▶ [TRAVAIL À RÉALISER]
(1) Pour chaque affirmation ci-dessous, dites si l’extrait sur la Géorgie la confirme, par oui ou non, en citant à l’identique les mots qui tranchent. (a) La résolution réclame l’organisation de nouvelles élections. (b) Le Parlement européen souhaite que le scrutin soit répété dans un délai de deux ans. (c) Kobakhidze est présenté comme le président du Parlement.
(2) Rédigez, s’il vous plaît, la suite de l’extrait sur la résolution européenne concernant la Géorgie, à partir de sa dernière phrase.

▶ [EXTRAIT DE PAGE]

>>>

Le même jour, le Parlement européen a adopté une résolution sur la situation en Géorgie, dans laquelle il demande la non-reconnaissance des résultats des élections législatives du 26 octobre, l’organisation de nouvelles élections, ainsi que des sanctions contre les hommes politiques géorgiens, notamment le président du Parlement Papuashvili, le Premier ministre Kobakhidze et le chef du parti au pouvoir, le Rêve géorgien, Garibashvili.
La résolution stipule que « le Parlement européen rejette toute reconnaissance des élections législatives et demande leur répétition dans un délai d’un an, le processus devant se dérouler dans un environnement électoral amélioré […] sous étroite observation internationale afin de garantir un processus électoral véritablement équitable et transparent ».

<<<

▶ [DONNÉES FOURNIES]
>>>

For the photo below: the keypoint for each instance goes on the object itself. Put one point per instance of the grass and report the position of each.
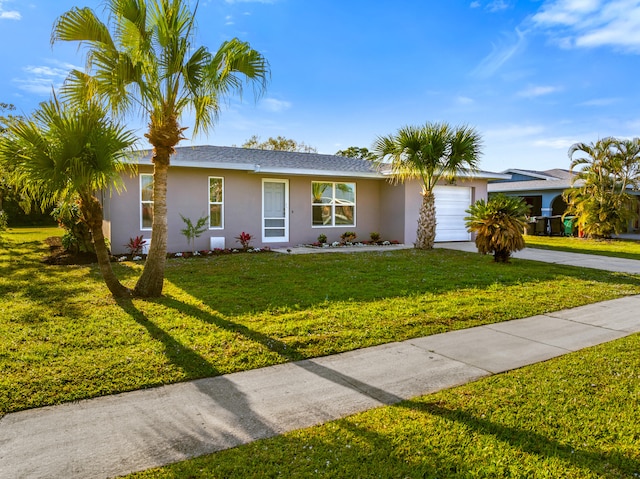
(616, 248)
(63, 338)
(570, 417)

<<<

▶ [RÉSULTATS DES TÂCHES]
(1)
(a) Oui : « l’organisation de nouvelles élections ».
(b) Non : « demande leur répétition dans un délai d’un an ».
(c) Non : « le président du Parlement Papuashvili, le Premier ministre Kobakhidze ».

(2)
Presque simultanément, Bruxelles et Washington ont donné le feu vert à l’opposition géorgienne pour lancer des manifestations à Tbilissi et dans d’autres villes, qui ont conduit à une confrontation violente avec le gouvernement.

Pour tenter d’apaiser les passions, le Premier ministre Kobakhidze a déclaré le 29 novembre que « nous sommes fidèles à notre parcours européen » et a réaffirmé que la Géorgie était prête à remplir ses obligations en tant que membre associé de l’UE, et que si l’UE entamait les négociations d’ici la fin de 2028, le pays serait prêt à adhérer à l’UE d’ici 2030.

Il semblerait que les autorités ne remettent pas en cause l’avenir européen de la Géorgie ?

Cependant, l’opposition n’a pas voulu écouter ces paroles et le coup d’État a déjà commencé. Chaque jour, les manifestants construisent des barricades dans le centre-ville, brûlent des feux et lancent des pierres sur le bâtiment du parlement et la police, et utilisent des feux d’artifice comme lance-flammes. Et chaque nuit, la police et les forces anti-émeutes dispersent la foule à l’aide de gaz poivré et de canons à eau, et enlèvent les barricades. En outre, comme à Kiev lors de l’Euromaïdan, plusieurs dizaines de représentants des forces de l’ordre ont déjà souffert des actions des « manifestants pacifiques » à Tbilissi.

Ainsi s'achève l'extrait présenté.